### Stated exercise
Filter the rows below, copying out every line that contains the string "woman". Case matters.
Start of Data provided
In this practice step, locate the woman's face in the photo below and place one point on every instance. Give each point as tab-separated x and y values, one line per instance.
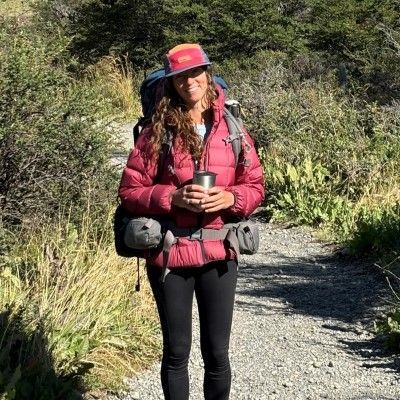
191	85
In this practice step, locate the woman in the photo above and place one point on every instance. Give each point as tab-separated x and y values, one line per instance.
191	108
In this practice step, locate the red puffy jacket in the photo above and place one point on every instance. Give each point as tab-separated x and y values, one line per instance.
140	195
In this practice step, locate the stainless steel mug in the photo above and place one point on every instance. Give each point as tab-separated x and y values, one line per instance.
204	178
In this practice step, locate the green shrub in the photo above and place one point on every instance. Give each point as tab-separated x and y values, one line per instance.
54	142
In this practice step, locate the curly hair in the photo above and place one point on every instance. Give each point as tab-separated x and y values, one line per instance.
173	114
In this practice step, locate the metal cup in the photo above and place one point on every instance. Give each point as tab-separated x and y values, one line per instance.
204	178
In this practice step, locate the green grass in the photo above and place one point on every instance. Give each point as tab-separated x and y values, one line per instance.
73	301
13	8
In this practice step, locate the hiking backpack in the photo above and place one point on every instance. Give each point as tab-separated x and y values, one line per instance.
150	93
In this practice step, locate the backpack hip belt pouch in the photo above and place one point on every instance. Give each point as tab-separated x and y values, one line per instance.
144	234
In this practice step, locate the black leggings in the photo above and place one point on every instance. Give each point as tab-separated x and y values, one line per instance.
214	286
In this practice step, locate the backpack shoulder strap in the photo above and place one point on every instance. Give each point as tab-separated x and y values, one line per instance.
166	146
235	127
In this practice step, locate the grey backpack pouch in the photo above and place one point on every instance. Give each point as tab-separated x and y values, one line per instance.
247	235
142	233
End of Data provided
Start of Data provided
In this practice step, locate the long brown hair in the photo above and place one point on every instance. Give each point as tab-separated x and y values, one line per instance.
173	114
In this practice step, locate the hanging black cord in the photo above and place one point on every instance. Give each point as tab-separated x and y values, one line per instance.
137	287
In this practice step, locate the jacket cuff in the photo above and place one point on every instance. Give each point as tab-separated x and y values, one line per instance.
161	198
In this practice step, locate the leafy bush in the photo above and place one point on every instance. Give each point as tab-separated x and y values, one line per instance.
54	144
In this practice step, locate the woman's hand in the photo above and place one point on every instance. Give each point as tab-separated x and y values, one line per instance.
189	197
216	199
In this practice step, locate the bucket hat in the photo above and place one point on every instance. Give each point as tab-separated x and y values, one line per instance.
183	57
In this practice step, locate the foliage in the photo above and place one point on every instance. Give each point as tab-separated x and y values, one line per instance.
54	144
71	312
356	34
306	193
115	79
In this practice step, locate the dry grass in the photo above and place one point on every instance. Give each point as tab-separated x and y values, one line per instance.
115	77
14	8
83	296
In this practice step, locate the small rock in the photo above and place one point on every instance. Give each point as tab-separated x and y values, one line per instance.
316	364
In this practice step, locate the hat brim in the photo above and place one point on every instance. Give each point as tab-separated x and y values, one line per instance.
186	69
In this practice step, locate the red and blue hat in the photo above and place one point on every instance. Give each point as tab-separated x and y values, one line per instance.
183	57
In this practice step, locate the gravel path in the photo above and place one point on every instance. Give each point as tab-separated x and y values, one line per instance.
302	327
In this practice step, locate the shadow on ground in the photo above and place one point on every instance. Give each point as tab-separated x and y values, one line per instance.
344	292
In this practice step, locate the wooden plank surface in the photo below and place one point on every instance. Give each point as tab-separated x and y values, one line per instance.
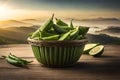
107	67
End of Data provided
Start of Data provided
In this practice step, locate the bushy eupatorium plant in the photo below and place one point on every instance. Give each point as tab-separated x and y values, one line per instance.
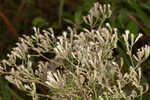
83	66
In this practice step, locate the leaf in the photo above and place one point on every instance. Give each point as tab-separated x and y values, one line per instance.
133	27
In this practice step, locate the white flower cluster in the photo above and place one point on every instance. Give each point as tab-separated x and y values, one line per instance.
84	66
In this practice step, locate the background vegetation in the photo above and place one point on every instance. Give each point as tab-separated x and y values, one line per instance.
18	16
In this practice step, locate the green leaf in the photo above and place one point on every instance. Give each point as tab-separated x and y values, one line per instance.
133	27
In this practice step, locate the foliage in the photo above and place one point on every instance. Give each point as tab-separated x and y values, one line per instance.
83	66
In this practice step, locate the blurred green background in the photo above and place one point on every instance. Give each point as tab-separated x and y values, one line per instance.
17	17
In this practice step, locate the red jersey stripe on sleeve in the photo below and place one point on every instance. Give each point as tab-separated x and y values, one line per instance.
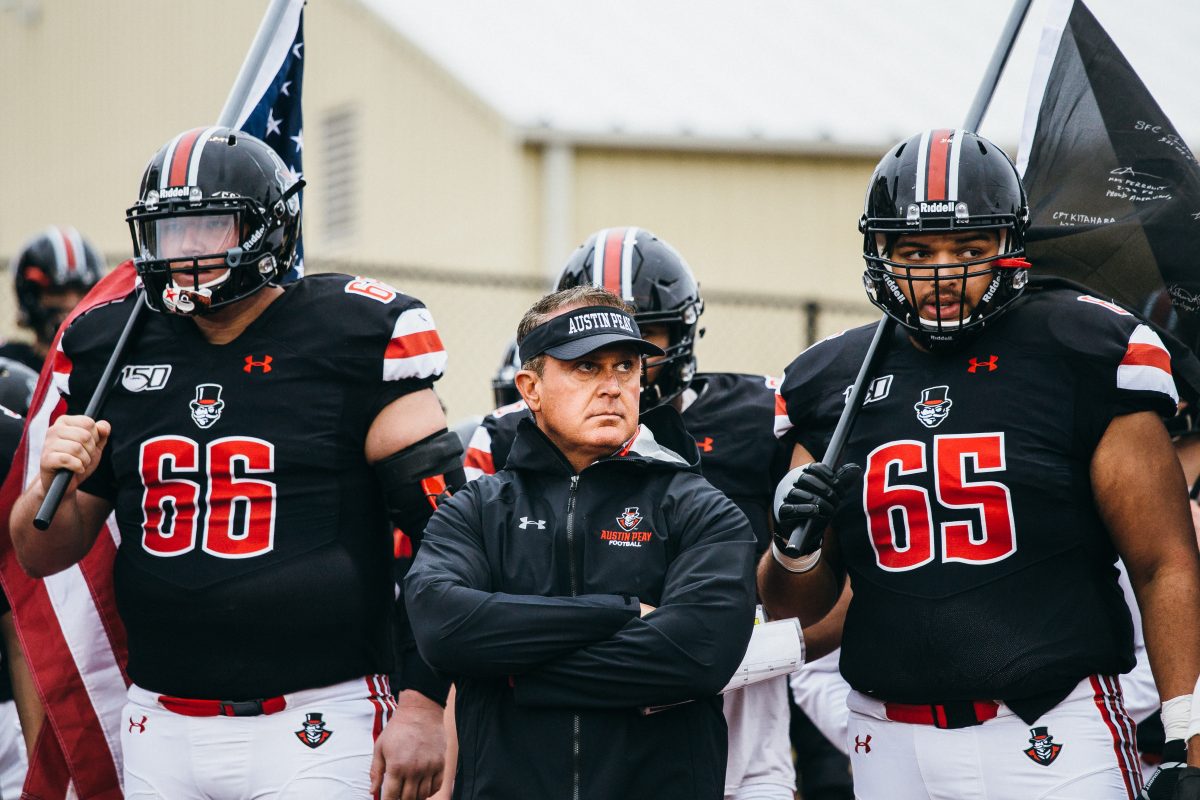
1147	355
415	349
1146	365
End of Data provided
### Answer to the task
In this practice step, locate the woman's face in the photo below and place one point on every instance. Give each point as tab-separated x and y values, one line per instance.
In this practice step, locate the woman in the photo above and place one point on every instance. Give each point as tab-separated x and y values, one line per instance.
In this practice step, locate the woman's hand in the photo above and place one point on every instance. Give each point as tab-separated x and y values, one line per instance.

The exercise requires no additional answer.